The expected answer comprises all lines from the entries that contain the string "blue".

(Natural-language object grounding data)
§
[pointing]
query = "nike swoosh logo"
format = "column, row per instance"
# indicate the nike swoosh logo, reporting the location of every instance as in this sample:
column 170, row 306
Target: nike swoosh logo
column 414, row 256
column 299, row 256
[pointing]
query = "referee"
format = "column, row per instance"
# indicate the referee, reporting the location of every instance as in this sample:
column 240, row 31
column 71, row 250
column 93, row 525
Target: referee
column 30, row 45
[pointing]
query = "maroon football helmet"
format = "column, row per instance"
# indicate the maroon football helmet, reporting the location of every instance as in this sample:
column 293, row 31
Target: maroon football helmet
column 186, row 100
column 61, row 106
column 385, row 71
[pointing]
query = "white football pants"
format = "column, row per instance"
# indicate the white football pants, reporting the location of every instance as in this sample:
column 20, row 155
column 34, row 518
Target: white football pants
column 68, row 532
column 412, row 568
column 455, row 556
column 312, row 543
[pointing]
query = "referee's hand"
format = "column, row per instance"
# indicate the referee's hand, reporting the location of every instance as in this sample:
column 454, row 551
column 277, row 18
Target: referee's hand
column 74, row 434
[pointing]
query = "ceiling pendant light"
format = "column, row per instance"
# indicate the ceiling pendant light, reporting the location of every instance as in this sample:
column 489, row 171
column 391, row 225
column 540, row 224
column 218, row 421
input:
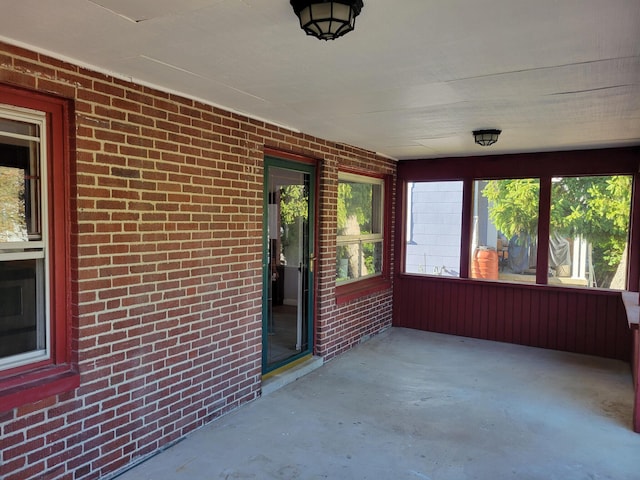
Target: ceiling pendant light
column 327, row 19
column 486, row 137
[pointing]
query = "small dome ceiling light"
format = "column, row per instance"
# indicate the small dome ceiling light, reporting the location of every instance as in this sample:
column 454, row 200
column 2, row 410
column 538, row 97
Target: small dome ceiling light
column 327, row 19
column 486, row 137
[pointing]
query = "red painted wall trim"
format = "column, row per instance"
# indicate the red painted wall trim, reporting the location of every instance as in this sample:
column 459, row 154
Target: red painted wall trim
column 586, row 321
column 635, row 365
column 39, row 380
column 634, row 237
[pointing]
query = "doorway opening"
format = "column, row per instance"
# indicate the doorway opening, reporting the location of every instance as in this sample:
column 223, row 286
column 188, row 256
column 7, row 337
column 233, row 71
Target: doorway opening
column 288, row 246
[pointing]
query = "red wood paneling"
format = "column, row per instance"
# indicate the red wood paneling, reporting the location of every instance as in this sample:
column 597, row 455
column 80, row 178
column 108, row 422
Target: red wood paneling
column 591, row 322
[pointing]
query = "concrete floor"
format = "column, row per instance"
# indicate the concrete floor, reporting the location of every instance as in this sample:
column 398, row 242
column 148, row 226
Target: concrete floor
column 417, row 405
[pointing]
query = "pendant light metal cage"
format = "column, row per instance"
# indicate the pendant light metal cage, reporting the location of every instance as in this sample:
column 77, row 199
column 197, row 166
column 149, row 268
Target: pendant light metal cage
column 327, row 19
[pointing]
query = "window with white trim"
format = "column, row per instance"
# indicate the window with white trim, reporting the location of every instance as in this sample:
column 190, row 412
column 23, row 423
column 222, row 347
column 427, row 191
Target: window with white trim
column 24, row 278
column 360, row 237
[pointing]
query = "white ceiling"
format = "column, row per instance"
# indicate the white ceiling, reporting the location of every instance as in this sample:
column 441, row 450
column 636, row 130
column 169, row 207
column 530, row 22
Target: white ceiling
column 412, row 81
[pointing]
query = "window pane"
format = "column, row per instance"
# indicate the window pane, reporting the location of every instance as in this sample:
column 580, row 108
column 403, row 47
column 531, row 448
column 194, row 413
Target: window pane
column 589, row 231
column 22, row 329
column 19, row 190
column 434, row 228
column 360, row 232
column 357, row 260
column 505, row 230
column 359, row 208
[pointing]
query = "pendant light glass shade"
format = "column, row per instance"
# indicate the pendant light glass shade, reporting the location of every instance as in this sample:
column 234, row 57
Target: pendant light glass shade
column 326, row 19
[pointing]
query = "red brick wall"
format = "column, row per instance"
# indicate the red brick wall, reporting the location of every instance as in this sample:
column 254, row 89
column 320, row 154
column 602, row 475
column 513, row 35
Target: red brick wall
column 169, row 209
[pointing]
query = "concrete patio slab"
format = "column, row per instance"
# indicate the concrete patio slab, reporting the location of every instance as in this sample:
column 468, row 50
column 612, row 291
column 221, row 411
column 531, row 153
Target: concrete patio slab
column 422, row 406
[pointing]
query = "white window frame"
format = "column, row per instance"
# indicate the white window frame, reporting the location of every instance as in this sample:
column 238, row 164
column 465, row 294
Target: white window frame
column 343, row 240
column 31, row 250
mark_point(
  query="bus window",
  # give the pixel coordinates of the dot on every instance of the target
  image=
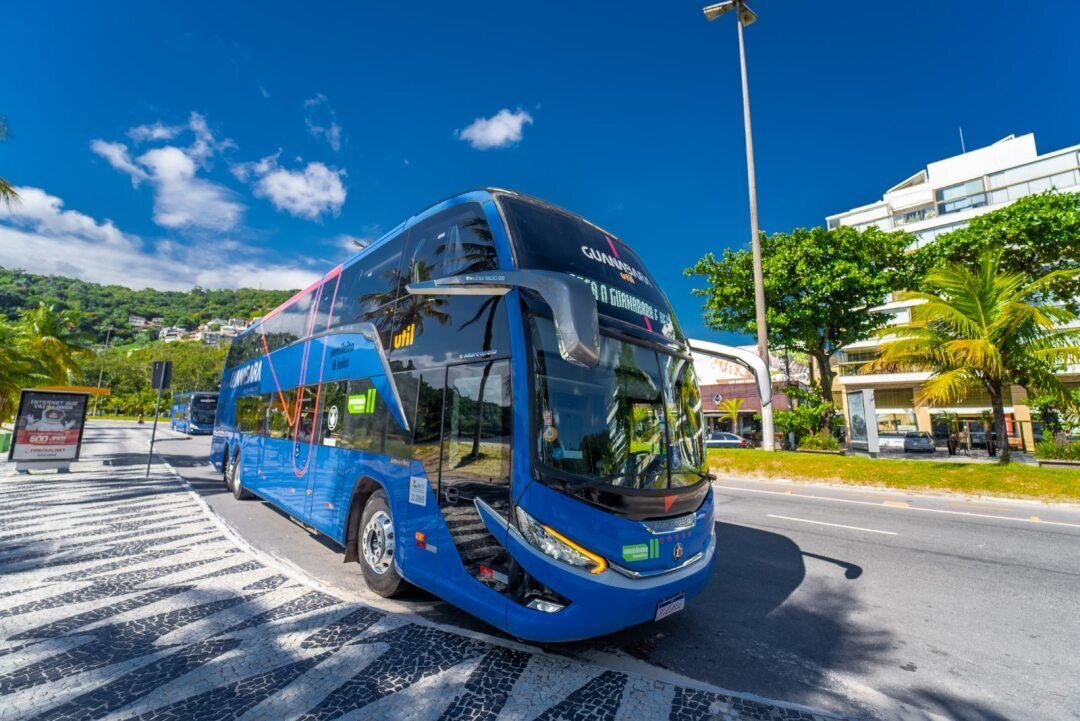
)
(352, 419)
(456, 241)
(279, 410)
(476, 443)
(368, 285)
(304, 415)
(291, 324)
(437, 329)
(248, 409)
(325, 305)
(428, 432)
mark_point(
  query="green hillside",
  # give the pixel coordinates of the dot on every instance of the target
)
(102, 307)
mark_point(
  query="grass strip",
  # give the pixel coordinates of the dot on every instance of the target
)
(1013, 480)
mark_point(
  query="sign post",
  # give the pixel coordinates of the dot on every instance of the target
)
(862, 421)
(162, 379)
(49, 426)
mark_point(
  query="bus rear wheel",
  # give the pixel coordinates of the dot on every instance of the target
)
(376, 545)
(235, 485)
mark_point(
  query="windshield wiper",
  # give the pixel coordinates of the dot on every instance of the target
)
(575, 483)
(702, 475)
(575, 486)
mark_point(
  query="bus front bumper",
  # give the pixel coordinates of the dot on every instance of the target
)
(598, 603)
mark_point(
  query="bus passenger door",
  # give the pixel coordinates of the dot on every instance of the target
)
(420, 522)
(313, 462)
(475, 465)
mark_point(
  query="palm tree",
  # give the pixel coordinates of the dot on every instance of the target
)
(16, 369)
(8, 194)
(52, 337)
(983, 327)
(729, 411)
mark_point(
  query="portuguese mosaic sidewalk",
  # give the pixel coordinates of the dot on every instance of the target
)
(122, 598)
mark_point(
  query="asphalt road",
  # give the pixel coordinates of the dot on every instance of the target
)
(873, 603)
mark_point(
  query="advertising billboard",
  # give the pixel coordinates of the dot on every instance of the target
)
(862, 421)
(49, 426)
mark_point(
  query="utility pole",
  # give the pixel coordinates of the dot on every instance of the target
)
(100, 371)
(746, 16)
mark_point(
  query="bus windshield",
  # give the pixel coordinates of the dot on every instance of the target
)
(203, 409)
(633, 421)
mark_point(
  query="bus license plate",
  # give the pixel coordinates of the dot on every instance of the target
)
(664, 609)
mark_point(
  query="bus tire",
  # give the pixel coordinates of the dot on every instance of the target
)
(235, 484)
(376, 545)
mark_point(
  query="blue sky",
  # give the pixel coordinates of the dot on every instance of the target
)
(174, 144)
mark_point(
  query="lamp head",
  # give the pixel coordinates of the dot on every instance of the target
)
(746, 15)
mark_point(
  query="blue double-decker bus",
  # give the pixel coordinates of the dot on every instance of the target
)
(193, 412)
(491, 402)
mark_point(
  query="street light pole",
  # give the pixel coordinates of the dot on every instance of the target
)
(100, 371)
(744, 16)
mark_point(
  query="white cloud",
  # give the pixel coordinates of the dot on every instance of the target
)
(324, 123)
(305, 193)
(154, 132)
(245, 172)
(501, 130)
(183, 200)
(37, 234)
(332, 134)
(117, 154)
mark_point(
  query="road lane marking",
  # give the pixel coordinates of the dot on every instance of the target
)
(881, 505)
(821, 522)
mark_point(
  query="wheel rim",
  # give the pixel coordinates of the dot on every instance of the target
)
(378, 542)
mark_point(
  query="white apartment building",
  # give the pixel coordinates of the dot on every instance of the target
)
(943, 196)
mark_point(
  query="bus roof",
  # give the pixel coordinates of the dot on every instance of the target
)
(475, 194)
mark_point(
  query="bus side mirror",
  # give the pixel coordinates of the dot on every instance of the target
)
(570, 299)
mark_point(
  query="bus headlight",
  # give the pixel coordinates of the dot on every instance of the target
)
(556, 545)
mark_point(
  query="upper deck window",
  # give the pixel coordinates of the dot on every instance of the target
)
(548, 239)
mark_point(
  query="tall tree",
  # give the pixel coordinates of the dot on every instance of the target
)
(1036, 234)
(985, 327)
(17, 369)
(818, 286)
(53, 339)
(8, 194)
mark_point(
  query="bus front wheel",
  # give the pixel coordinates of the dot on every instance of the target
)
(376, 545)
(235, 485)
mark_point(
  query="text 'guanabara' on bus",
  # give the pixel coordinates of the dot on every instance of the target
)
(494, 403)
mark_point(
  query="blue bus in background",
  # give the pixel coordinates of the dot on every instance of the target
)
(193, 412)
(491, 402)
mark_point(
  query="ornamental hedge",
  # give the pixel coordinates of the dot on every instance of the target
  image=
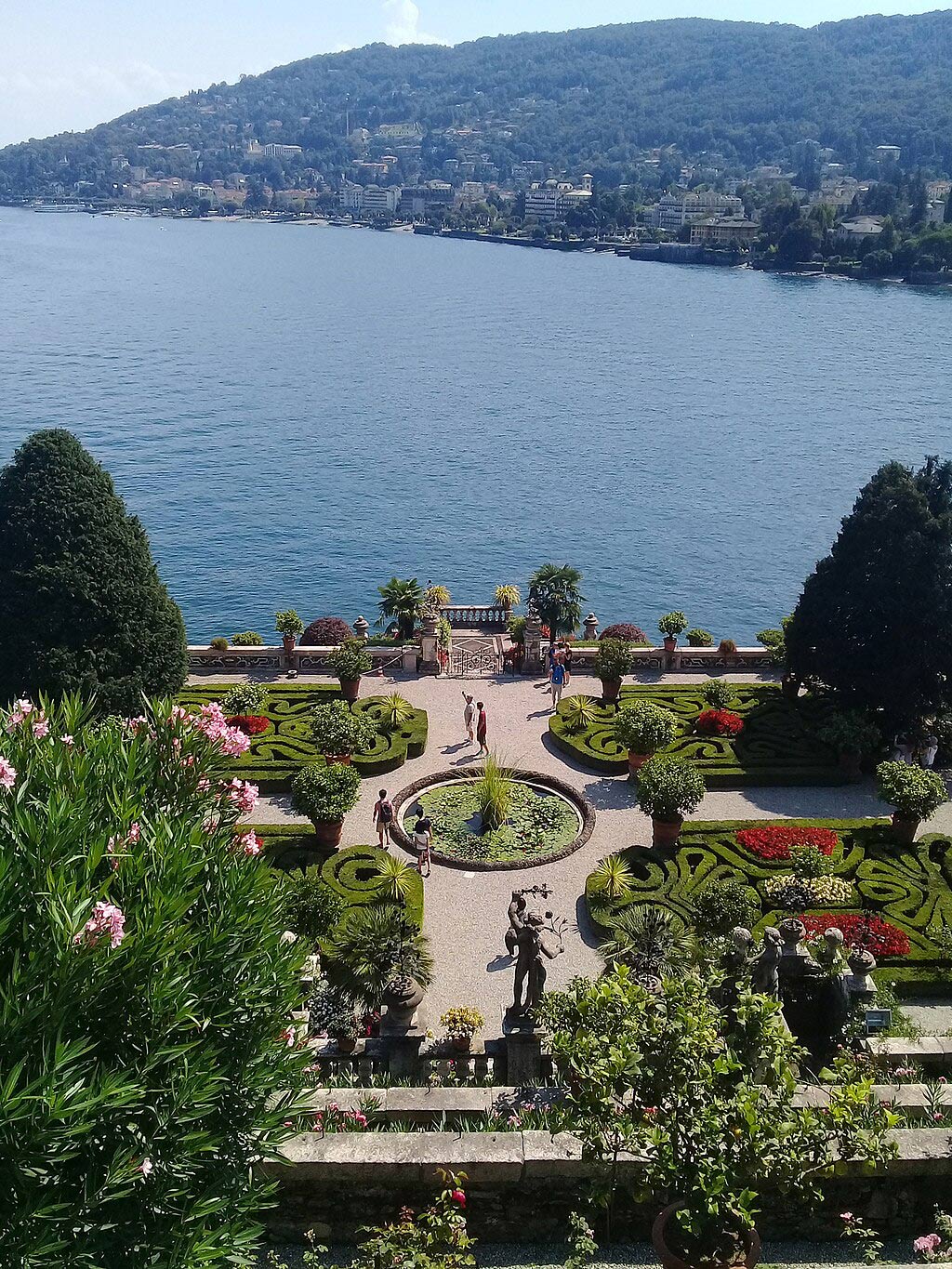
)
§
- _Answer to this task_
  query="blue sky",
  query="blue double-decker bus",
  query="blue bus in background",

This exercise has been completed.